(Texto fornecido)
------
VICK CRISTINA BARCELONA


Escrito por Allen como de hábito, o longa gira em torno das duas amigas do título que, durante as férias, decidem passar três meses em Barcelona: Vicky é uma acadêmica cujo mestrado aborda a cultura catalã e que está noiva de um executivo de Nova York, ao passo que Cristina é uma jovem instável que ainda não descobriu sua verdadeira vocação ou mesmo o que busca no amor. Hospedadas na casa de uma parenta de Vicky, elas conhecem o pintor Juan Antonio (Bardem), cujo casamento com a também pintora Maria Elena (Cruz) chegou ao fim quando esta o esfaqueou. Logo as duas moças se vêem atraídas pelo espanhol, embora Vicky, como uma autêntica alter-ego do diretor, resista ao impulso de se entregar em função de todas as suas objeções neuróticas. O triângulo amoroso se complica, porém, ao tornar-se um quadrado com o retorno de Maria Elena.
------
Transcreva na íntegra, sem nenhuma alteração, o texto sobre o filme apresentado acima.

[Registros de anotação de pontos]
------
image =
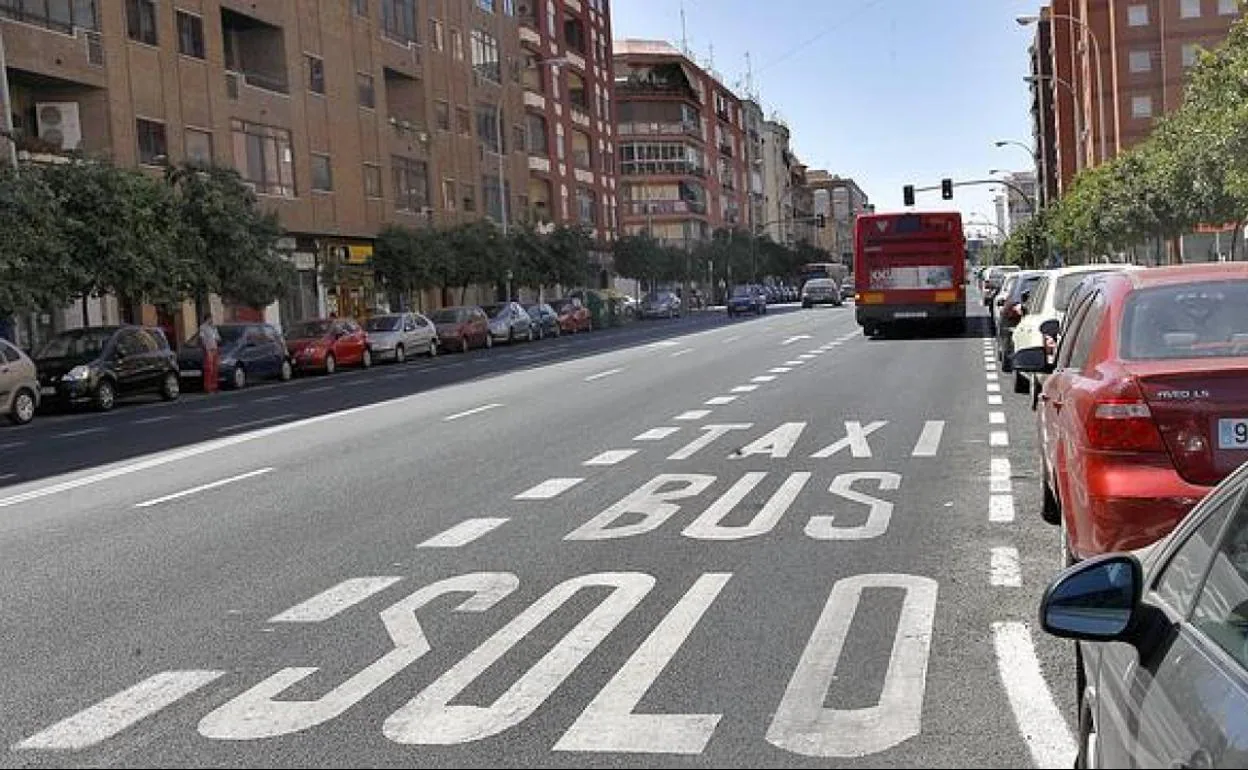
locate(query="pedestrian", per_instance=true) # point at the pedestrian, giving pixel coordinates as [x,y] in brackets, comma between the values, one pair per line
[210,341]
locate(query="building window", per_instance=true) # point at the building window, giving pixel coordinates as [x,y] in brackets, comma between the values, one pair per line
[398,19]
[484,55]
[263,156]
[141,20]
[190,35]
[322,172]
[316,74]
[436,34]
[411,184]
[365,90]
[199,147]
[372,181]
[152,150]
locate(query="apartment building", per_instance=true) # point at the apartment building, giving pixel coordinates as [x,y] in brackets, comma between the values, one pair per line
[345,115]
[682,146]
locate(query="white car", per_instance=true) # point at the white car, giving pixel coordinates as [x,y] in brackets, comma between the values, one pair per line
[1048,302]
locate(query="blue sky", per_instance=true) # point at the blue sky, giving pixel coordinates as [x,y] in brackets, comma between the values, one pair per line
[886,91]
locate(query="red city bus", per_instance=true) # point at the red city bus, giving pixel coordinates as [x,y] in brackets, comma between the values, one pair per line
[909,267]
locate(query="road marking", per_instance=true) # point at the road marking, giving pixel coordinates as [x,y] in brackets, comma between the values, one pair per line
[82,432]
[252,423]
[463,533]
[929,441]
[119,711]
[600,375]
[1004,565]
[1040,723]
[999,477]
[655,433]
[473,411]
[547,489]
[335,600]
[149,421]
[1001,508]
[204,488]
[610,457]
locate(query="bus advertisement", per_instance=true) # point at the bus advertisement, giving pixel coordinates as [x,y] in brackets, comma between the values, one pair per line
[909,268]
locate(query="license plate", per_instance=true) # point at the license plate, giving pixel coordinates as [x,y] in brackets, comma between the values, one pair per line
[1233,433]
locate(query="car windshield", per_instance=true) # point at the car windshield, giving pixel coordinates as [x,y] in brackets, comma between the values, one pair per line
[1186,321]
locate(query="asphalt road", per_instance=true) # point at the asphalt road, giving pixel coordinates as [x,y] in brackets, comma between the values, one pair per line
[755,544]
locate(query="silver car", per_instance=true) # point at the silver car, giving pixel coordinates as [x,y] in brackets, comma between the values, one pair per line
[19,386]
[396,336]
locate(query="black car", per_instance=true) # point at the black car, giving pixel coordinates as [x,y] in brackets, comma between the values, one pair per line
[248,351]
[97,365]
[1162,657]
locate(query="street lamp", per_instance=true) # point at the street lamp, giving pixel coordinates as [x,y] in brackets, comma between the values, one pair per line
[1100,79]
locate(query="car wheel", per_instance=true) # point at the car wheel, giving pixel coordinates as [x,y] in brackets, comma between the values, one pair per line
[169,387]
[105,396]
[23,407]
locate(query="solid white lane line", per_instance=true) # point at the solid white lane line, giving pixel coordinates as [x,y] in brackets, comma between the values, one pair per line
[999,476]
[252,423]
[929,441]
[463,533]
[549,488]
[335,599]
[1001,508]
[1040,723]
[600,375]
[204,488]
[655,433]
[472,411]
[119,711]
[610,457]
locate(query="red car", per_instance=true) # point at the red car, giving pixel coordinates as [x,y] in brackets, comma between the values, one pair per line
[323,345]
[1146,407]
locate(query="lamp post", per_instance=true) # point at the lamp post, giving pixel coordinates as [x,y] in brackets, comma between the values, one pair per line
[1026,20]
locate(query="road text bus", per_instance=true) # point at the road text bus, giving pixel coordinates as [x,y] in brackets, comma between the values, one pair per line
[909,267]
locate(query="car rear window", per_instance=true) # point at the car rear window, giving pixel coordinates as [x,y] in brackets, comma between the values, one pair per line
[1186,321]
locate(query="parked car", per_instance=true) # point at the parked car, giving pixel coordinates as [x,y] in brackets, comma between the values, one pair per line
[1146,406]
[100,363]
[247,351]
[19,385]
[323,345]
[509,321]
[396,336]
[462,327]
[1162,643]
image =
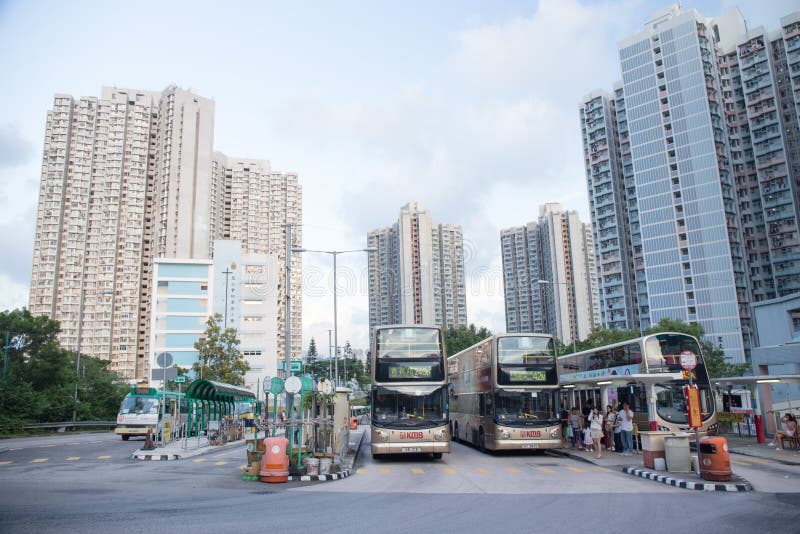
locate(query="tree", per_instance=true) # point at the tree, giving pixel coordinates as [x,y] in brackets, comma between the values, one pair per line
[717,365]
[458,339]
[220,357]
[312,351]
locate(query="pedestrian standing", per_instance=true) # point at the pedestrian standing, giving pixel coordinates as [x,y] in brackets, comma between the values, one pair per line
[626,426]
[575,425]
[596,431]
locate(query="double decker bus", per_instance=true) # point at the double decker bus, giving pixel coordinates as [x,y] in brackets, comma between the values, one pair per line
[504,393]
[409,411]
[140,413]
[646,373]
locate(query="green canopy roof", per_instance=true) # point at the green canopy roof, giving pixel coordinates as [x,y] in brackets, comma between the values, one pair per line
[217,391]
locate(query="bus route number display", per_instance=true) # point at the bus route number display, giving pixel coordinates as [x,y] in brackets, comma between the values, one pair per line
[519,375]
[692,396]
[405,371]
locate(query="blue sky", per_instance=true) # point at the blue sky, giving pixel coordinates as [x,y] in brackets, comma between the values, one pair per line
[469,107]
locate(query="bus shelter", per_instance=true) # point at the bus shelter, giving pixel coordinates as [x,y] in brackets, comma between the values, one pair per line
[211,401]
[751,383]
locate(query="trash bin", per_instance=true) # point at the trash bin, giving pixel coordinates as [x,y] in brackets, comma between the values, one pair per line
[677,454]
[275,462]
[715,463]
[653,446]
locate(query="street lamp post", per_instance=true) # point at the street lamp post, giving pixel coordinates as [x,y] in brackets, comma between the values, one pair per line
[572,327]
[335,253]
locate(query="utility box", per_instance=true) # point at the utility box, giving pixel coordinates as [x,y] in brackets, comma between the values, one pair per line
[677,454]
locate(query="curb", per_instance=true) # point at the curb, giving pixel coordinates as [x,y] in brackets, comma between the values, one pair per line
[678,483]
[156,456]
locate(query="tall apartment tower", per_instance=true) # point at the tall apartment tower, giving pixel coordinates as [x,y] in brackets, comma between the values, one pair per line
[128,178]
[706,142]
[549,276]
[417,274]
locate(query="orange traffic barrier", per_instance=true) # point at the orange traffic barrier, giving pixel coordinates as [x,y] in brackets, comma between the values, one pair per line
[275,462]
[715,463]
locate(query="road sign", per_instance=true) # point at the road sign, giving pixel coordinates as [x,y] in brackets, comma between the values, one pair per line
[293,384]
[164,359]
[688,360]
[170,373]
[276,385]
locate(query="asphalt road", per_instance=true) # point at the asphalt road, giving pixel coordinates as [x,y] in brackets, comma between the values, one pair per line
[466,491]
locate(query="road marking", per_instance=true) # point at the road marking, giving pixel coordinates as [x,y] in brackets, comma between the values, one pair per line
[603,469]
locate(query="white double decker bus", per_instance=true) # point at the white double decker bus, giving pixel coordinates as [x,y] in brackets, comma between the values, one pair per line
[409,391]
[504,392]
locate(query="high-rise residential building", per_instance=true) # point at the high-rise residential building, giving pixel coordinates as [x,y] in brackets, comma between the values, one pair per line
[130,177]
[549,276]
[699,149]
[416,274]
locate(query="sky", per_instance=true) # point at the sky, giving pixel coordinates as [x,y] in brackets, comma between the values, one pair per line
[468,107]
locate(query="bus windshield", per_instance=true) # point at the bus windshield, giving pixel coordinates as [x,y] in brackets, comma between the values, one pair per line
[526,360]
[405,409]
[408,343]
[139,405]
[524,407]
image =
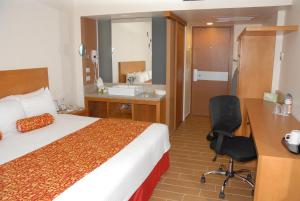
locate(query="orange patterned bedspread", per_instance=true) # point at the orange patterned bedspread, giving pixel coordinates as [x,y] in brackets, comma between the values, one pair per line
[48,171]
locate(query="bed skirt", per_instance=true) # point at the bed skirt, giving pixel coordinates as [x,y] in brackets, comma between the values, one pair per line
[145,191]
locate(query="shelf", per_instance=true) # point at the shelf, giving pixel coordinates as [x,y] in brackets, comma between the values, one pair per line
[267,30]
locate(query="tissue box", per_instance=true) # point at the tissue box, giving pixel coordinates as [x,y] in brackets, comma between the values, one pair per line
[272,97]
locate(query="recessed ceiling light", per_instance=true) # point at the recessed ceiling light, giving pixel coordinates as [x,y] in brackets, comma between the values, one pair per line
[234,19]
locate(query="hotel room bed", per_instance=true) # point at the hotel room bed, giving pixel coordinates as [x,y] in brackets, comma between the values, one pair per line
[117,178]
[131,173]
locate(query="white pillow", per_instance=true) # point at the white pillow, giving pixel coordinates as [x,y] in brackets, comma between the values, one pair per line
[38,104]
[10,112]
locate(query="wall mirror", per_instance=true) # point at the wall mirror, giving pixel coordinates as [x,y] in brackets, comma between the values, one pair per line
[132,47]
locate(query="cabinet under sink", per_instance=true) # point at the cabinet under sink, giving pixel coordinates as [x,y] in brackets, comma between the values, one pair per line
[150,110]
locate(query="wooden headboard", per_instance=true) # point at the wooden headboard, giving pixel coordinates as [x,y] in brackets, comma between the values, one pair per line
[130,67]
[22,81]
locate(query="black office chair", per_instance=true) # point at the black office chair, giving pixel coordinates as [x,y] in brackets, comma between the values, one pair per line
[226,118]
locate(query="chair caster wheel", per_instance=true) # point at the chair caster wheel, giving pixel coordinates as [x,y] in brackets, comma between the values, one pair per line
[249,177]
[202,179]
[221,168]
[221,195]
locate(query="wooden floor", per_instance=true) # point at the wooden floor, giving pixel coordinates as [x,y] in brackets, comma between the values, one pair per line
[190,156]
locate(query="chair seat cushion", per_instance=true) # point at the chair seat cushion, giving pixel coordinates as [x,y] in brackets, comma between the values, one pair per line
[238,148]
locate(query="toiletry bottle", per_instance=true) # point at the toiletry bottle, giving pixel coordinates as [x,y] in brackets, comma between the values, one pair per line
[288,101]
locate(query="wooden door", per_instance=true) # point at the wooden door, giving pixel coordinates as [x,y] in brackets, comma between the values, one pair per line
[211,55]
[180,31]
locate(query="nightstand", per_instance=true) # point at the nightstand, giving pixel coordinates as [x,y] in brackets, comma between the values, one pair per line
[77,111]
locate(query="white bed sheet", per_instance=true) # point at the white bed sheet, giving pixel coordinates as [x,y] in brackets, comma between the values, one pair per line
[116,179]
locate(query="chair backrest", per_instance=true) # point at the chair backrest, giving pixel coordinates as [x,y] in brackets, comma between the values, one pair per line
[225,113]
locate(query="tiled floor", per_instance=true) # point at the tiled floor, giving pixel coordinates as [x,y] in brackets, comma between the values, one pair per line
[190,156]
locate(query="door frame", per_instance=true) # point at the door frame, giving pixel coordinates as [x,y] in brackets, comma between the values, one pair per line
[230,58]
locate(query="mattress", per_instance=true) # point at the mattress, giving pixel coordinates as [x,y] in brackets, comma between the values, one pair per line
[116,179]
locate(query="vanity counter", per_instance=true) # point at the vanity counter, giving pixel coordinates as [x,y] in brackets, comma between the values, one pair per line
[142,107]
[142,96]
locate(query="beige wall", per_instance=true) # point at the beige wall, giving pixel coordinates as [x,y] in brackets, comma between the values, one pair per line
[39,33]
[290,69]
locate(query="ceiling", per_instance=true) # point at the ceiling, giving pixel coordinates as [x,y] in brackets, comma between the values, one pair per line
[262,15]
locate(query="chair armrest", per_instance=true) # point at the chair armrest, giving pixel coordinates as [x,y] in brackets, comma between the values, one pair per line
[224,133]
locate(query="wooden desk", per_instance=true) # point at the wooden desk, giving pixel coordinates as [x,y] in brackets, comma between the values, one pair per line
[278,170]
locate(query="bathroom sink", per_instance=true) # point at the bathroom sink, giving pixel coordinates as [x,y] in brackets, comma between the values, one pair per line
[125,90]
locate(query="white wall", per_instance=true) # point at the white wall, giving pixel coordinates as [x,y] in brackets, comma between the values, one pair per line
[290,69]
[96,7]
[38,34]
[187,72]
[237,30]
[130,42]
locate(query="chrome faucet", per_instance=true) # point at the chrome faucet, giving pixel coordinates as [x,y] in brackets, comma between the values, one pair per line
[130,79]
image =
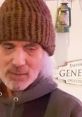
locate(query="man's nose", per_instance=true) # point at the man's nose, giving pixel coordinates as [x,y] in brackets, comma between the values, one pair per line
[19,58]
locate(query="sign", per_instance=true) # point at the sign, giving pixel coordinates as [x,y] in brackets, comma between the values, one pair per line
[71,72]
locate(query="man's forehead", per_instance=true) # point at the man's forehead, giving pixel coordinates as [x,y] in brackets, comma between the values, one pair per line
[18,42]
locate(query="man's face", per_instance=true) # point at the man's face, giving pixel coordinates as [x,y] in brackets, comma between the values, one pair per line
[20,63]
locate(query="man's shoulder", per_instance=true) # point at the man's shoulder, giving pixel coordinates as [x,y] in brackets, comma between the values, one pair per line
[64,97]
[62,104]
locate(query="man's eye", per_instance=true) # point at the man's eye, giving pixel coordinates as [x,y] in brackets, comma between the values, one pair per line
[7,46]
[31,48]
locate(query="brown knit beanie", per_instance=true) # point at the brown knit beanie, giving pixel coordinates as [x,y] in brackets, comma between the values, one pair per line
[27,20]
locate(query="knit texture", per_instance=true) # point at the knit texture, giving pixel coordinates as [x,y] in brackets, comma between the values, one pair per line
[28,20]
------
(Resposta esperada)
VICK CRISTINA BARCELONA


Escrito por Allen como de hábito, o longa gira em torno das duas amigas do título que, durante as férias, decidem passar três meses em Barcelona: Vicky é uma acadêmica cujo mestrado aborda a cultura catalã e que está noiva de um executivo de Nova York, ao passo que Cristina é uma jovem instável que ainda não descobriu sua verdadeira vocação ou mesmo o que busca no amor. Hospedadas na casa de uma parenta de Vicky, elas conhecem o pintor Juan Antonio (Bardem), cujo casamento com a também pintora Maria Elena (Cruz) chegou ao fim quando esta o esfaqueou. Logo as duas moças se vêem atraídas pelo espanhol, embora Vicky, como uma autêntica alter-ego do diretor, resista ao impulso de se entregar em função de todas as suas objeções neuróticas. O triângulo amoroso se complica, porém, ao tornar-se um quadrado com o retorno de Maria Elena.